Selon le texte sur Edmund Wojtyla, à quel poste Edmund plaçait-il son frère Karol lorsqu'il jouait au football avec ses amis ?

# TEXTE ÉTUDIÉ:
============================================================

Le dimanche 6 décembre 1932, dans la petite église Saint-Nicolas à Bielsko-Biala, au sud de la Pologne, un garçon de douze ans reste immobile alors qu’il se dresse juste derrière un cercueil. Entouré par son père Karol et sa tante Stefania, il est abîmé dans la douleur. Le drame qui le frappe si brutalement, c’est la perte d’Edmund, son grand frère adoré. Âgé seulement de 26 ans, il est mort subitement deux jours auparavant. L’église est bondée, tout le personnel de l’hôpital où Edmund travaillait comme médecin est présent pour lui rendre le dernier hommage. Quelques semaines auparavant, une jeune femme, Rozalia a été amenée à son hôpital. Le docteur Wojtyla, spécialiste des maladies infectieuses, lui a diagnostiqué la scarlatine. Il avait alors décidé de s’en occuper personnellement. Comme le décrit Milena Kindziuk dans son livre biographique Edmund Wojtyla, brat swietego Jana Pawla II (Edmund Wojtyla, le frère du saint Jean Paul II), Edmund avait veillé sur elle jour et nuit, en lui administrant lui-même des médicaments et les injections.
Hélas, les symptômes n’avaient qu'empiré. Le matin du 25 novembre, la jeune femme n’avait pas survécu. Quelques jours plus tard, Edmund avait contracté la même maladie. Le 4 décembre, il mourait à son tour après avoir reçu le sacrement de l’onction des
malades.
Edmund, le frère qui a façonné le futur saint
La mort d’Edmund a affecté profondément le jeune Karol, peut-être plus que celle de sa mère, à la fois "en raison des circonstances tragiques" et aussi en raison de sa "plus grande maturité à l'époque". C’est ce qu’il a expliqué des années plus tard, dans un entretien avec André Frossard. Cette confidence dévoile à quel point le lien fraternel qui unissait Edmund et Karol était fort, sans doute, de façon assez exceptionnelle. L’auteur de la biographie d’Edmund, révèle que c’est lui qui a emmené le petit Karol à sa première randonnée en montagne. C’est aussi lui qui l'a emmené aux spectacles de son groupe de théâtre dans lesquels il jouait. C’est enfin lui qui a emmené son frère cadet sur le terrain de football : Edmund jouait avec ses amis, il confiait à Karol le poste de gardien de but, l'endroit le plus sûr.
Jean Paul II a évoqué plusieurs fois son admiration pour son grand frère. Il a souligné qu’Edmund l’impressionnait par sa grande foi, celle grâce à laquelle, il prit des risques pour sa propre vie.

============================================================

# DONNÉES FOURNIES:
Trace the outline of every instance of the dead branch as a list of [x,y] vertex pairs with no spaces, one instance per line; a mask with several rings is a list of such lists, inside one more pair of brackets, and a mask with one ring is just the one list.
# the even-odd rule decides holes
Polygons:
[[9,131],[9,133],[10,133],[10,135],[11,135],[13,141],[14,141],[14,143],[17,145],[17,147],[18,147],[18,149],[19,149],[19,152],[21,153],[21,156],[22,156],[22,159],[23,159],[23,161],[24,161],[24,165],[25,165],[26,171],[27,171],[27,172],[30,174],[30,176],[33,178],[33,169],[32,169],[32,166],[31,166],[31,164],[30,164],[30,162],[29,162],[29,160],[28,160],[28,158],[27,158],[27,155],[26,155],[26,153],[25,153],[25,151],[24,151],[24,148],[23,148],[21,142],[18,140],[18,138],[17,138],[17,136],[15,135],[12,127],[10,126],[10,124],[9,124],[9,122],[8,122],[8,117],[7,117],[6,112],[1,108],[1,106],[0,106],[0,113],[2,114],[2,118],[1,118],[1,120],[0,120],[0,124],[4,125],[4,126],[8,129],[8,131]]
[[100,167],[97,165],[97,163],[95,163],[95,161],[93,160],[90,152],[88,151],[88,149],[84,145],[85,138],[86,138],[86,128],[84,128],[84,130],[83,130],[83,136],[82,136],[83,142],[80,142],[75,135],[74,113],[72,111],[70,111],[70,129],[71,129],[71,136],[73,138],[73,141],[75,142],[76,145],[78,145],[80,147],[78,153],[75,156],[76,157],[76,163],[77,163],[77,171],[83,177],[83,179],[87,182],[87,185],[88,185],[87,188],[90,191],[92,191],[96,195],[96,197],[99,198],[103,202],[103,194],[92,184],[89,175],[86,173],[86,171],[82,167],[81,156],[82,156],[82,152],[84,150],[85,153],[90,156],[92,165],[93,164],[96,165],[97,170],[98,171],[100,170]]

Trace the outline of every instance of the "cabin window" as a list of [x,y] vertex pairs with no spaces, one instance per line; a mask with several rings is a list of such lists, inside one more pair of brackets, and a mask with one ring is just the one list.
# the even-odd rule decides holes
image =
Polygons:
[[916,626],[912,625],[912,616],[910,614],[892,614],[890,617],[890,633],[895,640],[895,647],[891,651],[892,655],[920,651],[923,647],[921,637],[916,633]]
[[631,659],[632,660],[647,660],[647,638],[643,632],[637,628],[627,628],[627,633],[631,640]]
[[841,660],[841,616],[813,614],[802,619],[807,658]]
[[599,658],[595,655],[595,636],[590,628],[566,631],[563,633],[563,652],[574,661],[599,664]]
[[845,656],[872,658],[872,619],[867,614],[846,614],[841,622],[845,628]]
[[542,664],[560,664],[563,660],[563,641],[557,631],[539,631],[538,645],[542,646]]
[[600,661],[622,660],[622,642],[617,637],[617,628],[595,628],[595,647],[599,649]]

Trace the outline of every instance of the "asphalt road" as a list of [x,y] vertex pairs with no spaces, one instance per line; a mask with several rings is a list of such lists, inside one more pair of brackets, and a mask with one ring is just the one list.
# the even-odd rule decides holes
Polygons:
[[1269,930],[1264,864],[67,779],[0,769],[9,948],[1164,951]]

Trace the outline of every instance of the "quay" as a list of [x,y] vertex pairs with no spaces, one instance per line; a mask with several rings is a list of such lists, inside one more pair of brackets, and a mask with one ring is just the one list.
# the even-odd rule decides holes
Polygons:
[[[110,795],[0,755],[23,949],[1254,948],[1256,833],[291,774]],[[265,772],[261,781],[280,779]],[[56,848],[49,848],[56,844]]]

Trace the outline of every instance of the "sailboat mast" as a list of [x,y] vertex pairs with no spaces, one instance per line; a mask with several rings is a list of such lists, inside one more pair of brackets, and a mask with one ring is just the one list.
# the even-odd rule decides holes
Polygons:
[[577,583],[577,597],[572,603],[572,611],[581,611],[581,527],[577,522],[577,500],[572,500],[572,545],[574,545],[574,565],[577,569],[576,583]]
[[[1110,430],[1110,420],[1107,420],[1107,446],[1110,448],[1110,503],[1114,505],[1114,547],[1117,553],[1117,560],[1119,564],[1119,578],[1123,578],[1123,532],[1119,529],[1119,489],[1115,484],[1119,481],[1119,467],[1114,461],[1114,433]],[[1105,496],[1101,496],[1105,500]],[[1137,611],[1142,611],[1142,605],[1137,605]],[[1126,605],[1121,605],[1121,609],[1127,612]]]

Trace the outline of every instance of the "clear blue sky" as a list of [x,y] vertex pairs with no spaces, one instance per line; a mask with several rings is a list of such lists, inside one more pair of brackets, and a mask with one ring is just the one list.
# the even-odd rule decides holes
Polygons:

============================================================

# RÉPONSE:
Il lui confiait le poste de gardien de but.